▶ WHAT THE EXERCISE ASKS: Give back the data in full. Leave nothing out.

▶ RECORDED INFORMATION:
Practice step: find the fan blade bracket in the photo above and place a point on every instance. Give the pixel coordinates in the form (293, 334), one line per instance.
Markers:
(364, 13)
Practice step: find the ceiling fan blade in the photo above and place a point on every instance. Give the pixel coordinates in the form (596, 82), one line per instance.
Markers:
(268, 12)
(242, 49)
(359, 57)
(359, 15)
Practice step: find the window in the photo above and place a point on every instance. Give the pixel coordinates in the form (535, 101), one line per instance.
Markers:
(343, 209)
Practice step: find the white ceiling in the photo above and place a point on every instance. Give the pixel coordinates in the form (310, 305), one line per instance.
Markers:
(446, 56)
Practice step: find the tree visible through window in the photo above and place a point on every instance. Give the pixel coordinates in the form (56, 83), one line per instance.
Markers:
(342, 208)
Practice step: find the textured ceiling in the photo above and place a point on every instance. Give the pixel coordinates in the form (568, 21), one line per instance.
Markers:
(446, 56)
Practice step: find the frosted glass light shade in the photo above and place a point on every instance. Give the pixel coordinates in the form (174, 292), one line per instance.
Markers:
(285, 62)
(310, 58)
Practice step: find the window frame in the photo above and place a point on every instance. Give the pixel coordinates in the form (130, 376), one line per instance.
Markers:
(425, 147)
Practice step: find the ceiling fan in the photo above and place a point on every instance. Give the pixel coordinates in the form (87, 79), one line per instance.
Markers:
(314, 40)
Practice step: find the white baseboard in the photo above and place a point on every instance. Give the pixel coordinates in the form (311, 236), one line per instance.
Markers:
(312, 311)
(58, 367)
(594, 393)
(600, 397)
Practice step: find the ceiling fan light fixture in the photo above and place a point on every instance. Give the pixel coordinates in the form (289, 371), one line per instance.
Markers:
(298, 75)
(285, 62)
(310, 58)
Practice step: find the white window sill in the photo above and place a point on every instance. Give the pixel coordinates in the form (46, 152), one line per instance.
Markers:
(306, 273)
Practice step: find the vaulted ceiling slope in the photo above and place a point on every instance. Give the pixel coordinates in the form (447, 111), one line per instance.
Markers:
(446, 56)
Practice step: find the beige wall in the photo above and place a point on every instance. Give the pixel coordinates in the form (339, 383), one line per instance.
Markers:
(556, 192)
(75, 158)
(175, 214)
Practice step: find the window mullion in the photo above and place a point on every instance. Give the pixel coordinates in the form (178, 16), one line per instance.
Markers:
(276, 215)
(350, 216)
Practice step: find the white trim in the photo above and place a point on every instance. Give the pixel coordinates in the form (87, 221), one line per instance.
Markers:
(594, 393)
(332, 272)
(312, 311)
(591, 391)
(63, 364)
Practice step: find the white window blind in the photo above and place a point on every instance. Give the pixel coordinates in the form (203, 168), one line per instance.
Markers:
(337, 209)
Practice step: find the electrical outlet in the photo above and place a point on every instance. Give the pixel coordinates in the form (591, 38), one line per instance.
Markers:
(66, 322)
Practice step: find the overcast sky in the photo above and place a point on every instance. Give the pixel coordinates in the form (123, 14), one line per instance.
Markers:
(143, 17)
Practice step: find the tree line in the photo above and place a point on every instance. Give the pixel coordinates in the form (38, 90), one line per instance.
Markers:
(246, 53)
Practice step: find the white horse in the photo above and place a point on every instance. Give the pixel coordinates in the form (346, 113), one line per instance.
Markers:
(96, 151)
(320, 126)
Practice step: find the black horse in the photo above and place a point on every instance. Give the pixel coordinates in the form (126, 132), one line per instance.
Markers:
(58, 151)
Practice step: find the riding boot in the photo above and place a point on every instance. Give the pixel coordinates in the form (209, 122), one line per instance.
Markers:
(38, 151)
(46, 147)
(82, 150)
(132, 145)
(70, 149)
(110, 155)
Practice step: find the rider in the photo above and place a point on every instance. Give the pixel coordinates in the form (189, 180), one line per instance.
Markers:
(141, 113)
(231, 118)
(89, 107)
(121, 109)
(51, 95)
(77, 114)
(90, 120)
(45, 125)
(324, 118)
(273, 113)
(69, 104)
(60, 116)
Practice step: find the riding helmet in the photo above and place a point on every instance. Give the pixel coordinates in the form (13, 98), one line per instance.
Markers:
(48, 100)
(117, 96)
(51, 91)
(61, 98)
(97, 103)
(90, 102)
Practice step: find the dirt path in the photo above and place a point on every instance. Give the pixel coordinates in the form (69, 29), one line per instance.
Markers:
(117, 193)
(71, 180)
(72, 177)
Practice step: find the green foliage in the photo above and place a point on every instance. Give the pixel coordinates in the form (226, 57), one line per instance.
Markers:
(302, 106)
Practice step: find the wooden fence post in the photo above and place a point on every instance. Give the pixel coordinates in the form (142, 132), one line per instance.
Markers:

▶ REPLY TO THE TASK:
Practice step: find the fan blade bracket in the photo above and place a point on every instance. Give the pixel coordinates in the form (293, 334), one line per instance.
Markers:
(364, 13)
Practice step: find the ceiling fan blade in the photo above and place a point on every instance. Give the pixel coordinates in the form (596, 82), one line per instance.
Markers:
(268, 12)
(242, 49)
(359, 57)
(359, 15)
Practice step: find the window in the photo above and place a point on every instance. Give the pixel coordinates in the form (535, 101), one line per instance.
Markers:
(343, 209)
Practice step: find the white ceiling in the photo above and place a point on every instance. Give the pixel coordinates in the form (310, 305), one line per instance.
Markers:
(446, 56)
Practice step: find the tree visible through window in the photo above and place a point on every instance. Give the pixel coordinates in the form (56, 83), one line per instance.
Markers:
(342, 208)
Practice step: find the textured ceiling in the photo above and place a point on every instance. Give the pixel coordinates in the form (568, 21), one line per instance.
Markers:
(446, 56)
Practice step: find the frosted glass light shade in the photo above and place a point on every instance. Give the pixel coordinates in the form (174, 292), one line per instance.
Markers:
(285, 62)
(310, 58)
Practice step: find the window frame in the photo above and place a point on every instance. Give the pixel coordinates in the form (130, 376), one line per instance.
Markers:
(425, 147)
Practice step: find the ceiling fan in the photo above and place a point on every instance. Give the pixel coordinates in the form (87, 79), one line per instance.
Markers:
(314, 40)
Practice step: find the white baseboard in the photo above and place a point on every instance. Give the pixel coordinates in the form (311, 236), one line per instance.
Markers:
(312, 311)
(58, 367)
(594, 393)
(600, 397)
Practice step: find the ceiling fan light fixture in the photo above and place a point on every instance. Give the pixel coordinates in the form (289, 371), one line per instance.
Markers:
(298, 75)
(285, 62)
(310, 58)
Practice step: find the white window sill in the photo above and place a point on every instance. Give the pixel coordinates in the form (46, 152), one line per instance.
Markers:
(306, 273)
Practice step: find the vaulted ceiling slope in the photo above and place a point on every instance. Give the pixel coordinates in the form (447, 111), one line per instance.
Markers:
(446, 56)
Practice step: find the beige wall in the photo above and place a point on every instance. Give the pixel coordinates in the form (339, 383), one line per instance.
Markers:
(556, 192)
(75, 158)
(175, 214)
Practice step: find the window mullion in the photo above and place a point on every instance. Give the pixel coordinates in the form (178, 16), one line per instance.
Markers:
(276, 215)
(350, 216)
Practice step: find the white trim in the photo above and place a point on every instance. Give the pixel coordinates in the form (87, 221), one line per instance.
Markers:
(594, 393)
(332, 272)
(312, 311)
(591, 391)
(63, 364)
Practice step: find the white window blind in the photo above and place a point on every instance. Give the pixel coordinates in the form (203, 168), one line per instance.
Markers:
(337, 209)
Practice step: find the electrical outlet in the photo above and place a point on every instance. Give the pixel coordinates in the form (591, 38), one line per instance.
Markers:
(66, 322)
Practice step: find the overcast sky in the photo above and place a point on every instance. Give the pixel coordinates in the form (123, 14), one line per instance.
Markers:
(143, 17)
Practice step: find the tree line in the photo above and place a point on every instance. Give the pixel coordinates in the form (38, 90), one line per instance.
Markers:
(246, 53)
Practice step: find the white horse in the photo above and place a point on every instance. Give the pixel coordinates in the form (346, 113), one line per instance.
Markers:
(96, 151)
(320, 126)
Practice step: find the black horse in the photo above and place a point on every instance. Give the pixel coordinates in the form (126, 132), one line per instance.
Markers:
(58, 151)
Practice step: find the riding boot in the photo above and place a point on every instance. Give the pixel coordinates in the form (209, 122), one line per instance.
Markers:
(38, 151)
(46, 147)
(82, 150)
(132, 145)
(70, 149)
(110, 155)
Practice step: find the rider in the photo above and place a point on every instance. Give the pixel coordinates in the form (189, 180), one line per instance.
Markers:
(141, 113)
(231, 118)
(89, 107)
(121, 109)
(51, 95)
(77, 114)
(90, 120)
(45, 125)
(324, 118)
(273, 113)
(69, 104)
(60, 116)
Practice step: find the riding helmet in the photo above and place a point on every instance. Give the pixel coordinates in the form (13, 98), one line per instance.
Markers:
(48, 100)
(117, 96)
(51, 91)
(61, 98)
(97, 103)
(90, 102)
Practice step: find the dirt path in the photo above and place a point on every instance. Give the pixel coordinates in the form (69, 29), one line per instance.
Markers:
(117, 193)
(71, 180)
(72, 177)
Practice step: find the green foliage in the photo above and place a point on every instance. Give the pixel coordinates in the form (226, 57), one line per instance.
Markers:
(302, 106)
Practice step: find the wooden fence post in the photo above and place a point on every instance. Give the pixel coordinates in the form (142, 132), one line per instance.
Markers:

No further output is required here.